Recorded data:
########################################
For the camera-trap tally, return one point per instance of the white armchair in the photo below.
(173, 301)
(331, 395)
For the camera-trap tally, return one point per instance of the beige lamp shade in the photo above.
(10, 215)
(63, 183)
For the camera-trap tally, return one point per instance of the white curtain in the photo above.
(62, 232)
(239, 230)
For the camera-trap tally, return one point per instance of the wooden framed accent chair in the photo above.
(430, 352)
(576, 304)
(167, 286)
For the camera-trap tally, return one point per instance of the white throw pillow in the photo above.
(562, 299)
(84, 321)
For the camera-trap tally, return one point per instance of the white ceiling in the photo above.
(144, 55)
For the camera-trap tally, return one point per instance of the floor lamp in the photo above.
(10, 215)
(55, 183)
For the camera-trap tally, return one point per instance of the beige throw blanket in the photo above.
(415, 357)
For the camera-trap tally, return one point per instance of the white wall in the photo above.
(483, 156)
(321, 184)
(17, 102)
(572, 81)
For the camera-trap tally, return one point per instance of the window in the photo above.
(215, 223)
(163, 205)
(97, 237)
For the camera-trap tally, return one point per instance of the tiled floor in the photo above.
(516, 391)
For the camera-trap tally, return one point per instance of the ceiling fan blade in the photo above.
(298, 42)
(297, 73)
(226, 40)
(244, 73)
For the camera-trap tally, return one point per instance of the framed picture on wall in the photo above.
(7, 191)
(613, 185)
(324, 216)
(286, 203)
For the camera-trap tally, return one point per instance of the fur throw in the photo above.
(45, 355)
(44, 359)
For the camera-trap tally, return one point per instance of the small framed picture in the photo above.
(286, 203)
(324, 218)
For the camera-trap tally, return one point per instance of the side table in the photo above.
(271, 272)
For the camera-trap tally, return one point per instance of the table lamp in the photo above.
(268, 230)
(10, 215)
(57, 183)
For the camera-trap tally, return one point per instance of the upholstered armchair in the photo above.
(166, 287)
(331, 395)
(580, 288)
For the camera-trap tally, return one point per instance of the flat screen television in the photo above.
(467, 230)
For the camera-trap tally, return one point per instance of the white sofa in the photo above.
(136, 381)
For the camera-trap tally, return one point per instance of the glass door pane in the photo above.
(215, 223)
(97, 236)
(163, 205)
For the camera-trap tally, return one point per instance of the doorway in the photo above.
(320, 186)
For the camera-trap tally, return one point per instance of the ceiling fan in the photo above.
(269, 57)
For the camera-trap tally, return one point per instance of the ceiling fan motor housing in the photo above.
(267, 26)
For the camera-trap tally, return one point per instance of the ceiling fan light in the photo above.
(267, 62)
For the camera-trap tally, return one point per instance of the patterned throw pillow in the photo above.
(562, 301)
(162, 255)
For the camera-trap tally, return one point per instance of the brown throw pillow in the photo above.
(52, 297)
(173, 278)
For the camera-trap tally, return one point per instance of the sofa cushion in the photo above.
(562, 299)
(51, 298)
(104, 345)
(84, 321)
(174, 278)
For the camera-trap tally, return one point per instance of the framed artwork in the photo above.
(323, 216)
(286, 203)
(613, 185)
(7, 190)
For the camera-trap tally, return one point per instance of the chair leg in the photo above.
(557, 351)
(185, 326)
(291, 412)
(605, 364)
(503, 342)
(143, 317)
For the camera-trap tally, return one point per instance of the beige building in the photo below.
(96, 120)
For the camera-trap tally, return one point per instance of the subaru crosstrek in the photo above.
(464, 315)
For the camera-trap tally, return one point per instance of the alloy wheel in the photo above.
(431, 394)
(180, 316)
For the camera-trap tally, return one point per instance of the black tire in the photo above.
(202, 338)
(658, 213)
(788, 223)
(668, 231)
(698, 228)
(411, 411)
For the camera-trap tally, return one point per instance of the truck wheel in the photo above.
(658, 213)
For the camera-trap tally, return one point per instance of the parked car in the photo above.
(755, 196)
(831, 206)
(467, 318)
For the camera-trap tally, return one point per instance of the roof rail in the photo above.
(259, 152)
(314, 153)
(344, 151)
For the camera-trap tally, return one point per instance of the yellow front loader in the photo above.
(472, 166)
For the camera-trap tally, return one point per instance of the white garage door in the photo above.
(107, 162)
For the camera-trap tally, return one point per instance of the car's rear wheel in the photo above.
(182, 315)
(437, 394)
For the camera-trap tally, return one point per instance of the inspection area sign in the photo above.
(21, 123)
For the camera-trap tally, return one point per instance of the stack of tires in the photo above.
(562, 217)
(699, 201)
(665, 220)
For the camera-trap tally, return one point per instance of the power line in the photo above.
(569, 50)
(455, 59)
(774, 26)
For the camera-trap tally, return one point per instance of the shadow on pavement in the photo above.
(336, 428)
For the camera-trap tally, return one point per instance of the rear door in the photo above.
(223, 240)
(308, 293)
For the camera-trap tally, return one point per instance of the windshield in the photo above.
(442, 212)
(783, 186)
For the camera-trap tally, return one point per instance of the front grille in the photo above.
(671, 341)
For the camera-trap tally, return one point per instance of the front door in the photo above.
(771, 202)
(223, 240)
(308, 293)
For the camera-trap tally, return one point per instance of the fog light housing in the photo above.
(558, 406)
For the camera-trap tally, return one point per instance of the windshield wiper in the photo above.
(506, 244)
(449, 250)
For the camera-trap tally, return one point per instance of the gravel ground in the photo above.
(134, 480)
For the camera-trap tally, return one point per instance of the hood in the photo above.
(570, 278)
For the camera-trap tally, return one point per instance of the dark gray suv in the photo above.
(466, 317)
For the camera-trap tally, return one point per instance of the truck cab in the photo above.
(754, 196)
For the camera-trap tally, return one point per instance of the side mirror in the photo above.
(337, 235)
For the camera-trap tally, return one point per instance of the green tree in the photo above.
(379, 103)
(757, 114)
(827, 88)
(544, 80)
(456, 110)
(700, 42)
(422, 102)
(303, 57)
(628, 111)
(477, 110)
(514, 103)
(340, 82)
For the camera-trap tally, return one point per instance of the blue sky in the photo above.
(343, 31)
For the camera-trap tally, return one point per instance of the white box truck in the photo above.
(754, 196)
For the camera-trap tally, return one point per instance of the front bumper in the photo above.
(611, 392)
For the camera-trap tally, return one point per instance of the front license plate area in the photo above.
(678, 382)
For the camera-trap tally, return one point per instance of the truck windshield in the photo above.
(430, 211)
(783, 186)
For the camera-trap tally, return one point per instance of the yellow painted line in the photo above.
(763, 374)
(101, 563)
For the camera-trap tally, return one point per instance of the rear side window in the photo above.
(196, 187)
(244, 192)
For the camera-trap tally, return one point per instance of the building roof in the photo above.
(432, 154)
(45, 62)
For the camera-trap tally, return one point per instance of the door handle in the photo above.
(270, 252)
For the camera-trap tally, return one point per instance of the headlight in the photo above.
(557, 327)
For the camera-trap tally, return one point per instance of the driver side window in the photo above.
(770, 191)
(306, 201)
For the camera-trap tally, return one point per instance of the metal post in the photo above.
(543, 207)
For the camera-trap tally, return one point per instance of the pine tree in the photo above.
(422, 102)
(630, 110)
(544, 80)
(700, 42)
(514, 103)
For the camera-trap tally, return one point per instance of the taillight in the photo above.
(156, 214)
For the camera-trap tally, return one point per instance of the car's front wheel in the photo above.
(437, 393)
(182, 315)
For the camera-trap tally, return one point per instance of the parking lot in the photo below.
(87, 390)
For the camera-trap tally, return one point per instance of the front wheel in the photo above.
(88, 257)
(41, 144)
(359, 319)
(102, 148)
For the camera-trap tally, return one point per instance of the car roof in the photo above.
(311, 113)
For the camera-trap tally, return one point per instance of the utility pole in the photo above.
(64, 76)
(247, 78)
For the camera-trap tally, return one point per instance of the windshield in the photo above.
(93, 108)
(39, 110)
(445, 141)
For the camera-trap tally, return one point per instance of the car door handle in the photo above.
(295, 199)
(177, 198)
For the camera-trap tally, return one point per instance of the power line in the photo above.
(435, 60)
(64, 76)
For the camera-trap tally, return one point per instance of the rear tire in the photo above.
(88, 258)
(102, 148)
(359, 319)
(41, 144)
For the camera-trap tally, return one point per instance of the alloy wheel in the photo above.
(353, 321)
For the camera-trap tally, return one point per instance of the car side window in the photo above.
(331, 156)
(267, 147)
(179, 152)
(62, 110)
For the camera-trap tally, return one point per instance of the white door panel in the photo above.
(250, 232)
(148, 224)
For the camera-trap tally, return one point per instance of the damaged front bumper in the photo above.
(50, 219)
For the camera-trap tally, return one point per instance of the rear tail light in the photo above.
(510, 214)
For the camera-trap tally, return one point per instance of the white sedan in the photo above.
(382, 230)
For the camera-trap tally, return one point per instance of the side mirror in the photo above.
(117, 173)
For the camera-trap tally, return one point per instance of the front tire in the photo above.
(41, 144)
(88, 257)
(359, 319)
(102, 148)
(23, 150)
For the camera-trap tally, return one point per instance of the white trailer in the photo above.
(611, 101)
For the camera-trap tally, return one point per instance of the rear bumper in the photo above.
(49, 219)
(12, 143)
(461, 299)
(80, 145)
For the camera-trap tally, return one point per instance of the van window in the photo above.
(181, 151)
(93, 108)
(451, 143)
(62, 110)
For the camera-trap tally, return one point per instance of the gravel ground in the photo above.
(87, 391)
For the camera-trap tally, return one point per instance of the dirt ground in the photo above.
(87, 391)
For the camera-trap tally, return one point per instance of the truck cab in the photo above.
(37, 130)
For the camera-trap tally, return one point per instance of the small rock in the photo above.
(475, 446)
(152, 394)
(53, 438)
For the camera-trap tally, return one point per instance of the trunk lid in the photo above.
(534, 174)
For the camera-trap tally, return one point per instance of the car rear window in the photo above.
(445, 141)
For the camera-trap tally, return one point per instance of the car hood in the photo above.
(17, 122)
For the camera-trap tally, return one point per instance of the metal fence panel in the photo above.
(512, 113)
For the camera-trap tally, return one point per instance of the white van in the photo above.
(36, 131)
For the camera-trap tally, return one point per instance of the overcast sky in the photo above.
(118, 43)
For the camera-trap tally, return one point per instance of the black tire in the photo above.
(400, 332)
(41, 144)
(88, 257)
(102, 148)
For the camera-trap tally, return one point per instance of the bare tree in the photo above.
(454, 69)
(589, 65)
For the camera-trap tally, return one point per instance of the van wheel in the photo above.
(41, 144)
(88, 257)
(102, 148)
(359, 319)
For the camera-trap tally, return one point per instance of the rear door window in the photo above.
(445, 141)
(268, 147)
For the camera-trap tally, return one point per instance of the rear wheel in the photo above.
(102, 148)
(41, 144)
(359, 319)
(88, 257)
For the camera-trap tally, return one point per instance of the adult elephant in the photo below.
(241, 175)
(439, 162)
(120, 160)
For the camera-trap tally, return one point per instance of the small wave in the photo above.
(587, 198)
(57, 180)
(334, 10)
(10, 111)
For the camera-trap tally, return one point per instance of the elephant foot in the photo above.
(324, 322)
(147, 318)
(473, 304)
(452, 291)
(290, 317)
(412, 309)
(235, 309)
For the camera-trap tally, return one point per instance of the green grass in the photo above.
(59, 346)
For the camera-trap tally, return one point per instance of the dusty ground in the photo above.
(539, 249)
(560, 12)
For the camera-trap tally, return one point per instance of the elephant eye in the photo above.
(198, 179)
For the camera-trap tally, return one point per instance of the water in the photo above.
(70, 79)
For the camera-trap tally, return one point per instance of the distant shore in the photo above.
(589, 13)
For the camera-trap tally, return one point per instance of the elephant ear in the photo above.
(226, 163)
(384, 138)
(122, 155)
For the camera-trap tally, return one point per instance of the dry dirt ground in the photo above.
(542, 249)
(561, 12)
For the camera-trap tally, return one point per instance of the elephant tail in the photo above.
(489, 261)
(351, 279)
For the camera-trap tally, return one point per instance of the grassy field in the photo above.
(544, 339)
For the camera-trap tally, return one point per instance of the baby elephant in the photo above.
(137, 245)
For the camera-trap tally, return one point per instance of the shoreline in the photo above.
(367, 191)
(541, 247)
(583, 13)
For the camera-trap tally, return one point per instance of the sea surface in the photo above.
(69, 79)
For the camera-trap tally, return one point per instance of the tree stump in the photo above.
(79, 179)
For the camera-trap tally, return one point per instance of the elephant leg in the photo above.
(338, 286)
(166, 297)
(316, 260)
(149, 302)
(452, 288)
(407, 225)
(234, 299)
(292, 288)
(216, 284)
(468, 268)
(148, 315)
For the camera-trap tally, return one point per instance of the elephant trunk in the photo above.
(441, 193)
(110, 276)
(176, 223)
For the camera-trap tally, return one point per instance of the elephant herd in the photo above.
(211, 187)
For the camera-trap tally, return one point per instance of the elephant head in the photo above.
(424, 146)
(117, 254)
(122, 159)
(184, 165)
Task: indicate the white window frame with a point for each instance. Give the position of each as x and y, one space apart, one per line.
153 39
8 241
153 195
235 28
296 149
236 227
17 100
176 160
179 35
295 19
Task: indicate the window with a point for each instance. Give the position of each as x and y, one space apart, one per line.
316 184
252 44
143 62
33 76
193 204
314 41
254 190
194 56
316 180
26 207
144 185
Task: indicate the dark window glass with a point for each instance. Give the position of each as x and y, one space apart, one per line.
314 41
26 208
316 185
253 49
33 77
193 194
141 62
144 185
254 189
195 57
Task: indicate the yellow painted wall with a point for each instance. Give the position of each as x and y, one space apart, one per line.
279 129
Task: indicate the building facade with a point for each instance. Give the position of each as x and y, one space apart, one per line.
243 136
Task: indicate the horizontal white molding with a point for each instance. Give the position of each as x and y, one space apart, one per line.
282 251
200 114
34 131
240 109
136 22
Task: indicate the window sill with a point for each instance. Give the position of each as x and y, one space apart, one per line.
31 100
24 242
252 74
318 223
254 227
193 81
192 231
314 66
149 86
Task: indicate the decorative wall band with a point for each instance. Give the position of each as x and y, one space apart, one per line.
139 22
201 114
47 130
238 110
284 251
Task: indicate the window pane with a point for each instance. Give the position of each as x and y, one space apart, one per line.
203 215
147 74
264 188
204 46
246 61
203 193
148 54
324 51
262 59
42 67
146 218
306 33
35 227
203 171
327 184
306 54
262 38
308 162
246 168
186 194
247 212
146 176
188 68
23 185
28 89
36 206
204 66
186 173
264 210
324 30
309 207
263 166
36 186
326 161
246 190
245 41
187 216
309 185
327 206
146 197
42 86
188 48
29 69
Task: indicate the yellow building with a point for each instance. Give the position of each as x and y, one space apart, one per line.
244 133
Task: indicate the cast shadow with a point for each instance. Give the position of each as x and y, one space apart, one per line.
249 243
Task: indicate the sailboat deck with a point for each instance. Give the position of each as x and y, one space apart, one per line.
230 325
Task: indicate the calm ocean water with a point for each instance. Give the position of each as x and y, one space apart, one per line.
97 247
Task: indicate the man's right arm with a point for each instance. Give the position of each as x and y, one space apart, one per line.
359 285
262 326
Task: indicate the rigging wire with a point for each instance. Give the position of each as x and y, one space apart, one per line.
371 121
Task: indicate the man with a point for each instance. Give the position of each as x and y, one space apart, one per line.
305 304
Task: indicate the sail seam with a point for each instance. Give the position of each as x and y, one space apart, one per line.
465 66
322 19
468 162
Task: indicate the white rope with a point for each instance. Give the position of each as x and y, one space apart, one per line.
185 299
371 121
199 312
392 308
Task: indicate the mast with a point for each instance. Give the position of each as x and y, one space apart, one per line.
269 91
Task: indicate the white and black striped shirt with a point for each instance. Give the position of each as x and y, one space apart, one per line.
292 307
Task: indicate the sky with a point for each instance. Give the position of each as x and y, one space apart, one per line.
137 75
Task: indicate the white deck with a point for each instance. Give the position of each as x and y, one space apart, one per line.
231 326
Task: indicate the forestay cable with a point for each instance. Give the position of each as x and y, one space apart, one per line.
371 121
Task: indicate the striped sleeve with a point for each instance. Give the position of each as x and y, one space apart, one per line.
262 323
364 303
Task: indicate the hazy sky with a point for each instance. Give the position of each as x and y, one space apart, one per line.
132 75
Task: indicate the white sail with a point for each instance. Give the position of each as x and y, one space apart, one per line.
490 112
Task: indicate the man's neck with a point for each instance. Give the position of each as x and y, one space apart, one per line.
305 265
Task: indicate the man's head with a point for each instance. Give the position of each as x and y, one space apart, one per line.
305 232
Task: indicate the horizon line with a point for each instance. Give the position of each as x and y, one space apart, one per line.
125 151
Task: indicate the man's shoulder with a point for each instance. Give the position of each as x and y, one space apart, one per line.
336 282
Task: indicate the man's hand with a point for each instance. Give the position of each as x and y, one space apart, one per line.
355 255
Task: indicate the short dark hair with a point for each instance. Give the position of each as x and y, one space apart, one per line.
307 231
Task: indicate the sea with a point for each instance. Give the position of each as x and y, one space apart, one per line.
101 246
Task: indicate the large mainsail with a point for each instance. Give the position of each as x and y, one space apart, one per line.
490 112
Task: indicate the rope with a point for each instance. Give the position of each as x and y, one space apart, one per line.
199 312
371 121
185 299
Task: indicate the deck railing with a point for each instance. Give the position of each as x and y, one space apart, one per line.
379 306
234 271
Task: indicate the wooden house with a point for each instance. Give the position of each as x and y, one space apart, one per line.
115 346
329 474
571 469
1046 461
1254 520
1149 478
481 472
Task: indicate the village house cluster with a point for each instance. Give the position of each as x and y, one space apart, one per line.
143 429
########################################
Exercise goal
Repeat the lines from the one containing "Task: indicate the rope" through the end of the listing, exactly and without any other lines; both ends are included.

Answer to this task
Task: indicate the rope with a point for each instance. Give the position of each as x and y, one space apart, one per line.
199 312
371 121
185 299
Task: indicate the deck railing with a point for each instance. Give the position of each as x and y, one space apart, one per line.
379 306
234 271
Task: indicate the wooden house with a point for each instance. Give the position of each as x and y, one space apart, one per line.
115 346
329 474
571 469
1046 461
1254 520
1149 478
481 472
Task: indicate the village house cluster with a point for each instance. Give the position of each as x and y, one space apart, one per line.
143 429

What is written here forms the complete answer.